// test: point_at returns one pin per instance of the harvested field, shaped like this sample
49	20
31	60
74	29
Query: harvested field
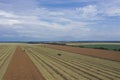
69	66
6	53
112	55
22	68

EXERCISE TASK: Pictures excluded, quote all the data above exactly.

ANSWER BELOW:
// test: point_at returns one pin per instance of the harvested field, shaped like this sample
49	20
31	60
74	29
Query: harvested field
69	66
6	53
112	55
22	68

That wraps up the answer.